# What is required
Write the listing out again, exactly as it appears.

○ ○ ○ ○ ○

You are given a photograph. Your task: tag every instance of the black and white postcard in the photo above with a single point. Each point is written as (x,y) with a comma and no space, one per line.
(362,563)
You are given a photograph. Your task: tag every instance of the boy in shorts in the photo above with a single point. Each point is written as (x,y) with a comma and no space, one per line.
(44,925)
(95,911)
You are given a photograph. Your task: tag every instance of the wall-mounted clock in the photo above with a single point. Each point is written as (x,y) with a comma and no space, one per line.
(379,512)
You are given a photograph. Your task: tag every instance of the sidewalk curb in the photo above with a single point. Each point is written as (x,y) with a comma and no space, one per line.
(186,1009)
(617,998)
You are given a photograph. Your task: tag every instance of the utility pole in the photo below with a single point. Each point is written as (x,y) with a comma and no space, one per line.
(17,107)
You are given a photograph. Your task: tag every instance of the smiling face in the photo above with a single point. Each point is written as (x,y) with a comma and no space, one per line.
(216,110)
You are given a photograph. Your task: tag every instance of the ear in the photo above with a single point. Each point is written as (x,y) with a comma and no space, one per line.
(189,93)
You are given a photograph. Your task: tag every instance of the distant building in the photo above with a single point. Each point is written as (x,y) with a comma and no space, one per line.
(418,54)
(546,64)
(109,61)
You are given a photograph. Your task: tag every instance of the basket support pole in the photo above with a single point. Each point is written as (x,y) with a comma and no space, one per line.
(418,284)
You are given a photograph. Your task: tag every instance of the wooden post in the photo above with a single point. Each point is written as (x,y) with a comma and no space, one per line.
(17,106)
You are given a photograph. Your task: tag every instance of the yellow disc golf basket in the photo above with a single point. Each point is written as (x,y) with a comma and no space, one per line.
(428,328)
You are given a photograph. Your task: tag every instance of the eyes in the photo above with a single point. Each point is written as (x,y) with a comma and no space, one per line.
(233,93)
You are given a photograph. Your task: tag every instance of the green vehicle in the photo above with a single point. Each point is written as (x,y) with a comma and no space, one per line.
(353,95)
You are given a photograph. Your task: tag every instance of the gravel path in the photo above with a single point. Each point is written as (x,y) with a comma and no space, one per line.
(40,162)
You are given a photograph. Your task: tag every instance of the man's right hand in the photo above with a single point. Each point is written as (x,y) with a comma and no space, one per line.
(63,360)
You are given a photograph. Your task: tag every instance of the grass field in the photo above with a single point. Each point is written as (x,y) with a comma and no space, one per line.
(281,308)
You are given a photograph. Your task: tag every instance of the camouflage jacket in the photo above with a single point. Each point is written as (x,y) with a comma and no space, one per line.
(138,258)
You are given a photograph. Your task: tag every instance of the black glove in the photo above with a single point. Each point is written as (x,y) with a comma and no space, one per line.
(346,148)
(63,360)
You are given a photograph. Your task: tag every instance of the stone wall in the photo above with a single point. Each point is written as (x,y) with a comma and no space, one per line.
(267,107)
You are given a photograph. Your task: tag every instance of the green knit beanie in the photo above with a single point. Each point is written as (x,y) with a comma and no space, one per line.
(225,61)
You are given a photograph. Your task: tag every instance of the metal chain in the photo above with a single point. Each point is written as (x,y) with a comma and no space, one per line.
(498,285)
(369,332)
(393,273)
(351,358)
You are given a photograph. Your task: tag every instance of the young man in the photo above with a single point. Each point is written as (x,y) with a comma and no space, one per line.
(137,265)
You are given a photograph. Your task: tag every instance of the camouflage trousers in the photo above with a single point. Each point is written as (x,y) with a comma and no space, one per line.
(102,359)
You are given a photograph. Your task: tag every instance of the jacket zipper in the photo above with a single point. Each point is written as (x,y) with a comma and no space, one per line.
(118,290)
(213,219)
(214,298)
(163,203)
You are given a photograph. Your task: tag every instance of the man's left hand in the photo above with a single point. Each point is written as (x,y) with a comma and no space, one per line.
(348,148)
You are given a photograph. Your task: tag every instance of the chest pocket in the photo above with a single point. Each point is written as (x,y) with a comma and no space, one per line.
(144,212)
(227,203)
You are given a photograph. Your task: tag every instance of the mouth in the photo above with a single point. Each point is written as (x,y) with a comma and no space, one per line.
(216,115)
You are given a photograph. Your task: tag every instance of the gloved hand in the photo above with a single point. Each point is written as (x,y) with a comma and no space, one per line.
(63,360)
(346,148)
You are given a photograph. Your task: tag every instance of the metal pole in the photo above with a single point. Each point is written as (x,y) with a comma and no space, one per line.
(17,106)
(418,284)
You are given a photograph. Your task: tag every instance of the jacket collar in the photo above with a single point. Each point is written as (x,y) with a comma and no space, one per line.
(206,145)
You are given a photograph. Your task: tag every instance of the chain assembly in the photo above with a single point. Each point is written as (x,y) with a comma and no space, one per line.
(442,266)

○ ○ ○ ○ ○

# Answer
You are given a photograph. Your task: tag every instance of the black and white postcard in the photo above with a single point. Each point is written as (x,y) with a comma and no space, one per line.
(362,563)
You are given a photograph. Your task: tag every instance of the boy in shorts in the photo above with a single point. Each point is written as (x,y) with a comma and no space, one per line.
(44,925)
(95,911)
You are given a photograph. Your task: tag every instance of the wall-mounted clock in the photo above with a single point. Each point is written as (x,y) with a comma and no space, one per line.
(379,512)
You are given a photograph. Your task: tag every instance of the sidewalk curb in the photo above with a single point. Each point is written as (x,y) with a comma and no space, one per line.
(186,1009)
(617,998)
You are given a photograph. Your task: tag every instance of the utility pole in the photo below with a single point. Each point is written as (x,y) with a comma and no space, one per line.
(17,107)
You are given a photograph. Your task: tag every instance of the smiling face in the photo above with a single point. Each point is written as (x,y) with a comma and no space, one per line.
(216,110)
You are given a photograph. Your task: tag every instance of the ear in the photo above with a single point. Each point is written as (x,y) with a comma and no space, one per line.
(189,93)
You are given a photograph. Your task: tag every instance of the distant building in the photo above with a single point. Each point is written as (x,y) with a comma and no space, one per line.
(418,54)
(546,64)
(109,61)
You are given a photograph. Your task: tag every instance of the basket support pole in the photo above with a single point. Each point is written as (x,y) with a comma and no space, one per line.
(418,284)
You are given a photograph. Your task: tag every instance of the wooden post in the photo above with a single point. Each point is written as (x,y) with a comma and no space, one per line.
(17,106)
You are given a photograph. Your task: tag every instance of the yellow disc golf basket in the photo above with a single point. Each point is written as (x,y) with a comma and no space, one per line.
(428,328)
You are given a photograph. Your task: tag every instance of the eyes in the photo above with a single point. Each point is written as (x,y) with a comma and no space, one per line.
(233,93)
You are given a photograph. Your task: tag every instance of the green vehicle in the photo above with a single point. Each point is written as (x,y) with a comma and no space, one per line.
(353,95)
You are given a photograph. Your task: tag every instance of the gravel path in the photo above with a single point. Each point is written as (x,y) with a comma and no space, one per line.
(40,162)
You are given a photograph. Your task: tag every instance of the man's right hand in the photo above with a single point. Each point is written as (x,y) with a comma and no space, one per line.
(63,360)
You are given a photograph. Your task: tag every instance of the grass field in the photo above with a single point. Each point is written as (x,y) with a comma and no space, one per line.
(281,308)
You are given a photograph. Your task: tag every instance of the camouflage jacket in the photo above with a single point. Each point is written as (x,y) with a comma and no space, one per line.
(138,258)
You are given a photograph. Your task: tag every instance of the black glove in the photo above with a single point. Each point is written as (x,y) with a comma and no space, one per line.
(346,148)
(63,360)
You are given a photograph. Your task: tag every instance of the stone wall in the photo above with a single point. Each point is written as (x,y) with a comma and no space, one per line.
(267,107)
You are given a photograph. Your task: tag every instance of the green knit beanie in the photo above with a single point. Each point is written as (x,y) with a comma and no space, one per line.
(225,61)
You are given a photograph. Your task: tag every instance of the metal chain in the photo above with a single point. Each point is written as (x,y) with a comma and no space, one per line.
(498,285)
(369,332)
(393,273)
(351,358)
You are given a photograph. Your task: tag every instance of the young man in the photo above with a single point. Each point is written as (x,y) with a comma and no space, one per line.
(137,265)
You are given a photograph. Your task: tag every instance of the camouflage trousers in the photo above with a single point. Each point is written as (x,y) with a comma and no space, one per line.
(102,359)
You are given a photograph. Your task: tag every instance of the jacket zipper in the photo above with a single point. Each point is written as (x,y) with a comma and no space, one per line.
(118,290)
(213,219)
(214,298)
(163,203)
You are given a photograph. Your task: tag every instance of the man's left hand in the photo above with a single point. Each point is written as (x,y) with a comma and no space, one per line.
(348,148)
You are given a photograph. Your task: tag every instance of the chest pocket in the photo above with a single point. Each point is written as (x,y) with a comma and no space, one per line.
(144,212)
(227,203)
You are given a photograph. Your task: tag every instance of the mouth in the photo above with a single point. Each point is written as (x,y) with a comma and no space, one per line.
(216,115)
You are given a photograph. Your task: tag every instance of the gloved hand in the photo above with a single point. Each point is written as (x,y) with a comma and no space, one per line.
(63,360)
(346,148)
You are given a photograph. Your task: tag every instance of the metal pole in the photo above with a single point. Each point is written as (x,y) with a comma and no space, one per line.
(17,106)
(418,284)
You are given a photograph. Your task: tag every instance of the jacket collar in the photo above with a single point. Each point is written as (x,y) with a comma and no space, one per line.
(206,145)
You are given a photograph. Your task: tag every instance of the chain assembly in the photo above with a single point. Each point is written as (x,y) with a comma and no space, one per line.
(442,266)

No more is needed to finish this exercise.